> [ACTIVITY LIST]
1) Using the passage on mercaptopurine metabolism, explain in one to three sentences how 6-thioguanine nucleotides (6-TGN) lead to cell-cycle arrest and cell death.
2) Pick up the passage on mercaptopurine metabolism after its last sentence and continue it.
===== TEXT BLOCK =====
Mercaptopurine (6-MP) is activated via hypoxanthine-guanine phosphoribosyl transferase (HGPRTase) to form 6-thioguanine nucleotides (6-TGN) and thioinosinic acid (TIMP). Additionally, 6-methylthioinosinate (MTIMP) is formed by the methylation of TIMP. 6-TGN is incorporated into nucleic acids in place of purine bases resulting in cell-cycle arrest and cell death. TIMP nucleotide inhibits several reactions involving inosinic acid (IMP), including the conversion of IMP to xanthylic acid (XMP) and the conversion of IMP to adenylic acid via adenylosuccinate. TIMP and MTIMP have been reported to inhibit glutamine-5-phosphoribosylpyrophosphate amidotransferase, the first enzyme unique to the de novo pathway for purine ribonucleotide synthesis. Some mercaptopurine is converted to nucleotide derivatives of 6-thioguanine (6-TG) by the sequential actions of IMP dehydrogenase and XMP aminase, converting TIMP to thioguanylic acid.
===== SOURCE DATA =====
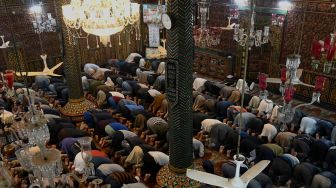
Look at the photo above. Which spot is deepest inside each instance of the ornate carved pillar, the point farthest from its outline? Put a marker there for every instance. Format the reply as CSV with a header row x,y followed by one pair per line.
x,y
179,93
77,104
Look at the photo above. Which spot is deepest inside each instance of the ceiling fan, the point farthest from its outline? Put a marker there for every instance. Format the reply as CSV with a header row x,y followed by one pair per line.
x,y
46,71
295,81
236,182
229,26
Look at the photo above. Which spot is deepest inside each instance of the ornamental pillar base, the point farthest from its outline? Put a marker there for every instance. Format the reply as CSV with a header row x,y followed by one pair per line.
x,y
166,177
75,108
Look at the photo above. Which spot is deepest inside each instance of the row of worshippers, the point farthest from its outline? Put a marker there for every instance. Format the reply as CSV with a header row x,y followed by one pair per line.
x,y
302,153
223,106
63,134
118,129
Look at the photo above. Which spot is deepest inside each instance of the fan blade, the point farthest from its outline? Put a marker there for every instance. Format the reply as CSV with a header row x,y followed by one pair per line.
x,y
52,74
56,66
30,74
274,80
207,178
254,171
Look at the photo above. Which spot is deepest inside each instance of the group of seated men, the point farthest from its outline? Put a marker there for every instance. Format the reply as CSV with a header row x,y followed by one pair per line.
x,y
130,130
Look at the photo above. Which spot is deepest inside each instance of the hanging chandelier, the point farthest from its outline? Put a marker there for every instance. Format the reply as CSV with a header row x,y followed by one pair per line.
x,y
101,18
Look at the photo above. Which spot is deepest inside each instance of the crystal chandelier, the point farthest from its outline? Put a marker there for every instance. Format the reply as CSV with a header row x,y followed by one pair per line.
x,y
255,38
101,18
41,22
289,78
45,163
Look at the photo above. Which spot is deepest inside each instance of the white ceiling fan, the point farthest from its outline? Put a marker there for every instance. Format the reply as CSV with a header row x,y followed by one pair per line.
x,y
46,71
236,182
295,81
229,26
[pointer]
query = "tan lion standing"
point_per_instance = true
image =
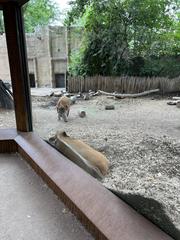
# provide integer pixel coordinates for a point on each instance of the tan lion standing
(63, 108)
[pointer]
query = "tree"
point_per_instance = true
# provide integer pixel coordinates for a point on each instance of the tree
(36, 13)
(39, 13)
(121, 34)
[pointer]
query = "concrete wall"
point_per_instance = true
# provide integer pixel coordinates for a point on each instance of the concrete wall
(47, 54)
=====
> [REPLIES]
1) 6-TGN is incorporated into nucleic acids in place of purine bases. That substitution results in cell-cycle arrest and cell death.

2)
Mercaptopurine is administered orally. It has a volume of distribution exceeding that of total body water (approximately 0.9 L/kg) and has minimal cerebrospinal fluid penetration. Following a single oral 50-mg dose, the median elimination half-life of mercaptopurine oral suspension is 1.3 (range, 0.9 to 5.4) hours and the elimination half-life of mercaptopurine tablets is less than 2 hours. The plasma protein binding averaged 19% over a concentration range of 10 to 50 mcg/L following an IV formulation of mercaptopurine administered at doses exceeding 5 to 10 mg/kg. Mercaptopurine is metabolized via 2 major pathways: thiol methylation and oxidation. Thiol methylation is catalyzed by the polymorphic enzyme thiopurine S-methyltransferase (TPMT) to an inactive metabolite, methyl-mercaptopurine. TPMT activity is highly variable in patients due to a genetic polymorphism in the TPMT gene. During oxidation, mercaptopurine is catalyzed via xanthine oxidase to another inactive metabolite, 6-thiouric acid. Following the oral administration of radiolabeled mercaptopurine in 1 subject, 46% of the dose was excreted in the urine as parent drug and metabolites within the first 24 hours.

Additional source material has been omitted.